Collected data
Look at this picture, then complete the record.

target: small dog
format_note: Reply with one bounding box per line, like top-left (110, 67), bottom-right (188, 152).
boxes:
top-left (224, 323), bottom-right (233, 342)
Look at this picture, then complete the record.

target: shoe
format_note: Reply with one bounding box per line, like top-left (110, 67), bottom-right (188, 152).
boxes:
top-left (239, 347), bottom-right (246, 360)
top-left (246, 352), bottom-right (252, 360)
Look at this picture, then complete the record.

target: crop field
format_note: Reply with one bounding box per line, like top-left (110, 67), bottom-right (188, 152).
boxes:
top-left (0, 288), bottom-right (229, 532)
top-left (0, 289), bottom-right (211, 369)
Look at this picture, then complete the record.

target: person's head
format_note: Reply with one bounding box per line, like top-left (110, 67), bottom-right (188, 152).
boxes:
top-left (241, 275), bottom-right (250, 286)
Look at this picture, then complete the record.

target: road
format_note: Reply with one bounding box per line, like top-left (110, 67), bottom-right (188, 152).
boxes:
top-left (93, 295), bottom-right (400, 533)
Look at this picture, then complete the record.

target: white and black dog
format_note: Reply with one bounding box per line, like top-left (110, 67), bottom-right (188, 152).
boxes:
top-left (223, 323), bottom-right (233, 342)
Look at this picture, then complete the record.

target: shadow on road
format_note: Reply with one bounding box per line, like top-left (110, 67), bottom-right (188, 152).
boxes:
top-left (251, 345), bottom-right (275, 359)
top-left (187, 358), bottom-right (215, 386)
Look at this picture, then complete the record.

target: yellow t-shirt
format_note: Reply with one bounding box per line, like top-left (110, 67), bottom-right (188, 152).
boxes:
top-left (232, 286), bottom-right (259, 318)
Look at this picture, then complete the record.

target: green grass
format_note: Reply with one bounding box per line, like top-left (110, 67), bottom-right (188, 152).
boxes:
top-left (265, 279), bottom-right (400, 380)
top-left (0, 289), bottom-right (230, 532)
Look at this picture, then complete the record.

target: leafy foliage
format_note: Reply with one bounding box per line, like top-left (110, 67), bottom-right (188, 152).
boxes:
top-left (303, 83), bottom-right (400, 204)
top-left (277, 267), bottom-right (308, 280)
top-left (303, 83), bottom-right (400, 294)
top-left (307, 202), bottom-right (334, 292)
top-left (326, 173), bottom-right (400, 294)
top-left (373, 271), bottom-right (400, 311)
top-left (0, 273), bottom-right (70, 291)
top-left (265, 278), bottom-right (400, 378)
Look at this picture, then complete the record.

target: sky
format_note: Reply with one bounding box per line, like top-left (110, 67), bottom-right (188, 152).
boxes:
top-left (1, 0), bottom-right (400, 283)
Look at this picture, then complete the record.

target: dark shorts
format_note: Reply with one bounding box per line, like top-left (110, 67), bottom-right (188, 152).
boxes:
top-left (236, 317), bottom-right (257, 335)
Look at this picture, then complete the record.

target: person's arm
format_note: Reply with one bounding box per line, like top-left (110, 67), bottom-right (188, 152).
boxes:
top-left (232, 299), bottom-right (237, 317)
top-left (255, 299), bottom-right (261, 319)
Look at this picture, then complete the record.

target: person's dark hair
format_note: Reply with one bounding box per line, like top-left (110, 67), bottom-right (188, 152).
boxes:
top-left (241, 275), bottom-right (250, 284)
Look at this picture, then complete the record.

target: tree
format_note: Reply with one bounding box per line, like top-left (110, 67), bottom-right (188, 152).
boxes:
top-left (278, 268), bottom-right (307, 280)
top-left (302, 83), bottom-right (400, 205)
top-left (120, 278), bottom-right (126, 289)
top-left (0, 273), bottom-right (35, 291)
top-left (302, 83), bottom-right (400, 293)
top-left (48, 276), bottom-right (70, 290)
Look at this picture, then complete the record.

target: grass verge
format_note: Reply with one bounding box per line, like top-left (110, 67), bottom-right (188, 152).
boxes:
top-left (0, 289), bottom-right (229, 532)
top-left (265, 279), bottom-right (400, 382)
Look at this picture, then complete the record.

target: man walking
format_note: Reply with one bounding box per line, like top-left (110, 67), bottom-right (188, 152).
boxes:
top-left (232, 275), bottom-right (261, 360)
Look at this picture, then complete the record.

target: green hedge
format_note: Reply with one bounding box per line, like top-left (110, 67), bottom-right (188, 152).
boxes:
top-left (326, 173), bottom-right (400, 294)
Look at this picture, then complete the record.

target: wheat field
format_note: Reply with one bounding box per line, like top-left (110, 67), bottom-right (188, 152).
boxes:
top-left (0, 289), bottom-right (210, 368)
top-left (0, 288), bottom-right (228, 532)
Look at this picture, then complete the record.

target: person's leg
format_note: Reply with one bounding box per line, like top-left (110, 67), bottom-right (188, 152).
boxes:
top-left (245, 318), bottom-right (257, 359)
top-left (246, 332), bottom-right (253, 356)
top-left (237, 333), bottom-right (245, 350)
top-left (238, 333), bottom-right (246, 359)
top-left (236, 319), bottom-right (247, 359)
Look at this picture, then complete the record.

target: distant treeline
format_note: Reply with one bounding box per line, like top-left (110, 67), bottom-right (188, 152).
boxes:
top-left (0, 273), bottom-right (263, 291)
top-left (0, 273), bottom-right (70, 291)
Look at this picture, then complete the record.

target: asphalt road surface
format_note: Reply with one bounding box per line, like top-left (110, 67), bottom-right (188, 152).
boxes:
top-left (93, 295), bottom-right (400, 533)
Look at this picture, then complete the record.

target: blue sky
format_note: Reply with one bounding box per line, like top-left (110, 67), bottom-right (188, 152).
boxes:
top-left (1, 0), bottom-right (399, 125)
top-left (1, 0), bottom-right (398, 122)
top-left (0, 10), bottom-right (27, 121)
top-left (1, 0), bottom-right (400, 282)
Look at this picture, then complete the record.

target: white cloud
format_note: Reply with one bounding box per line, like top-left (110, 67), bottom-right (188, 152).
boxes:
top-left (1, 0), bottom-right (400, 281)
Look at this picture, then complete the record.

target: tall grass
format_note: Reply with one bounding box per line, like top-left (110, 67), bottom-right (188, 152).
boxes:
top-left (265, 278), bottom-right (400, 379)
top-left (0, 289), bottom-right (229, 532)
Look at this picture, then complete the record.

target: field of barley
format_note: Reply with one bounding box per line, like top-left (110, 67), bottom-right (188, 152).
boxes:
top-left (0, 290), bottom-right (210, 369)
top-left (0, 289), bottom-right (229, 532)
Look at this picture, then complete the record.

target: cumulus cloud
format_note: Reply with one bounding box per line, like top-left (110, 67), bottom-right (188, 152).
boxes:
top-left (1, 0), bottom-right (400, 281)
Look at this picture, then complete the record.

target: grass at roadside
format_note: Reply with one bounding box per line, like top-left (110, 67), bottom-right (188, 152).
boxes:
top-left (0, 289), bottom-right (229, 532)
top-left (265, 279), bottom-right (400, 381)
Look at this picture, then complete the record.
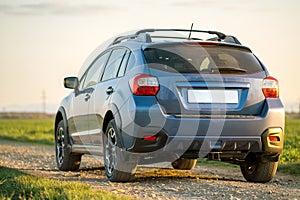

» **Exercise prompt**
Considering only the records above, state the number of lines that include the word "cloud", with nothing added.

» **Result of the task**
2